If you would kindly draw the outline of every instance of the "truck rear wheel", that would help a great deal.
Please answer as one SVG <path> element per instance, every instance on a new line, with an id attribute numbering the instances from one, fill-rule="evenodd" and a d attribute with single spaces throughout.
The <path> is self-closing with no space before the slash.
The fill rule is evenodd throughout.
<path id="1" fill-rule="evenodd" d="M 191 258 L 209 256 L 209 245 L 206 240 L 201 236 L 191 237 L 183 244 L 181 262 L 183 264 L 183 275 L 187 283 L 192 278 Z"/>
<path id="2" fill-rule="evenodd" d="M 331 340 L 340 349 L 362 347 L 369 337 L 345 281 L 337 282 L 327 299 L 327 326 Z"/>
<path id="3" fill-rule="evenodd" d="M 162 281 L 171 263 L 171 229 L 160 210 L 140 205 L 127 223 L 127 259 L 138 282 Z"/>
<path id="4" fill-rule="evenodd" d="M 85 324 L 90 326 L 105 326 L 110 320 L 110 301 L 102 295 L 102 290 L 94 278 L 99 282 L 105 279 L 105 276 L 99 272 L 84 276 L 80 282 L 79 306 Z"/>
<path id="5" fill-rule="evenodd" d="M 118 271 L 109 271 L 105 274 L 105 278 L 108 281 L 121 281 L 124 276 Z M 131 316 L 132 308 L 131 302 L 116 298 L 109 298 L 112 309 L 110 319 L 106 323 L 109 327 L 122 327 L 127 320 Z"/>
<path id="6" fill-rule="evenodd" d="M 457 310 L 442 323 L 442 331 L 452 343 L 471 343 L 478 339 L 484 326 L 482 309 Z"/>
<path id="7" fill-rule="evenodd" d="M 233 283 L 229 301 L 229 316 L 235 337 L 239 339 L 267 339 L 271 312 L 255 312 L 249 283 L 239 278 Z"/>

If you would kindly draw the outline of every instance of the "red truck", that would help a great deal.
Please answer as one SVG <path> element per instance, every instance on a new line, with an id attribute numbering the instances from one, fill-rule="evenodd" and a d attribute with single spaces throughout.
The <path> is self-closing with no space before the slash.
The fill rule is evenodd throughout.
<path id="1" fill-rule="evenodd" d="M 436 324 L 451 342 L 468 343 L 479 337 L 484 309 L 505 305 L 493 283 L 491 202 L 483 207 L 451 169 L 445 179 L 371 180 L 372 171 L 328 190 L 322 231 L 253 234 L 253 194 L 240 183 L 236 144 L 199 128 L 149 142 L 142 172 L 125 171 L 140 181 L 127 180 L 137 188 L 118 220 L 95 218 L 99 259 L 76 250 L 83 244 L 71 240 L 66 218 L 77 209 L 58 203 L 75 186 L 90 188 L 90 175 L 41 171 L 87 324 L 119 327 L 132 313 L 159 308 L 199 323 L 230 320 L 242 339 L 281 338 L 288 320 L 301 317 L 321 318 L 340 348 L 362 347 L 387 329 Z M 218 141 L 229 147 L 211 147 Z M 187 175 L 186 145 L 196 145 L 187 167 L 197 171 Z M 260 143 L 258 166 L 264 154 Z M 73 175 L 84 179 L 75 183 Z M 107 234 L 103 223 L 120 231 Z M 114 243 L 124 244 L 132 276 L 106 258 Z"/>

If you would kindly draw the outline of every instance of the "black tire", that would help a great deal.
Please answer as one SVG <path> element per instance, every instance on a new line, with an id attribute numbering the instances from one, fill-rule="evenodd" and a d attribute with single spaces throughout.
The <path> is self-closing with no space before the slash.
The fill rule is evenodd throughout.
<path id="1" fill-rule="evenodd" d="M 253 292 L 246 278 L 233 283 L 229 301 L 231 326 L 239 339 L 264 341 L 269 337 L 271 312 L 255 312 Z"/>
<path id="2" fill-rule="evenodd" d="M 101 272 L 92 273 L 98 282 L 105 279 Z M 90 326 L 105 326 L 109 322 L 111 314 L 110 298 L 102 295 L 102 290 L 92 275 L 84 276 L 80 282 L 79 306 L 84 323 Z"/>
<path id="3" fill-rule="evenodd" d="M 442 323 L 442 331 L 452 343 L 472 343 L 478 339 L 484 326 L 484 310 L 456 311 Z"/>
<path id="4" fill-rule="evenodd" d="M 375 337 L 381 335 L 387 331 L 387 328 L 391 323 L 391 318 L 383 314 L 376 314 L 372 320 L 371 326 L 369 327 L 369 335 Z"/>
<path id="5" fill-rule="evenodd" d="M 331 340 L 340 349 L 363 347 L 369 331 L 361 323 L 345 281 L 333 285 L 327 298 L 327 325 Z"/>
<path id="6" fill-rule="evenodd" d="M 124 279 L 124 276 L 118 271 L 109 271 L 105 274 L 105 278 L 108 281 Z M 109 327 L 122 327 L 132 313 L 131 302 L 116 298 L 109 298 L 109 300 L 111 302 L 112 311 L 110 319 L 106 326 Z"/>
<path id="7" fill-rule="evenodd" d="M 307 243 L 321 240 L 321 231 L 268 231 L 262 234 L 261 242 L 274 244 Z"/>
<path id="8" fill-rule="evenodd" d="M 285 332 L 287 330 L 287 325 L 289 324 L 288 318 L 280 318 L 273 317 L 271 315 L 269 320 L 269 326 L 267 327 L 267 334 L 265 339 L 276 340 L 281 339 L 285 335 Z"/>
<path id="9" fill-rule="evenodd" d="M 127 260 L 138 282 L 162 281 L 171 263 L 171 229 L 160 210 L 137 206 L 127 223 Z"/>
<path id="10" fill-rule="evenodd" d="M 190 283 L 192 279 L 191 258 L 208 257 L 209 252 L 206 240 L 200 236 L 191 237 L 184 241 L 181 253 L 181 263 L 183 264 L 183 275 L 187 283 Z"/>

::::::::::

### Instruction
Put the lines of the items into a JSON list of strings, one string per line and blank lines left out, starting with the first line of the items and going on through the line that contains "340 349 L 362", with both of those lines included.

### Finished task
[
  "If you would kindly draw the outline of every instance of the \"truck rear wheel\", that would help a great deal.",
  "Please answer as one SVG <path> element per instance, every instance on a new line, with an id attribute numbering the instances from one, fill-rule=\"evenodd\" and a d attribute with single spaces throughout.",
  "The <path> is self-closing with no space before the slash.",
  "The fill rule is evenodd throughout.",
  "<path id=\"1\" fill-rule=\"evenodd\" d=\"M 191 258 L 209 256 L 209 245 L 206 240 L 201 236 L 191 237 L 183 244 L 181 262 L 183 264 L 183 275 L 187 283 L 192 278 Z\"/>",
  "<path id=\"2\" fill-rule=\"evenodd\" d=\"M 331 340 L 340 349 L 362 347 L 369 337 L 345 281 L 337 282 L 327 299 L 327 326 Z\"/>"
]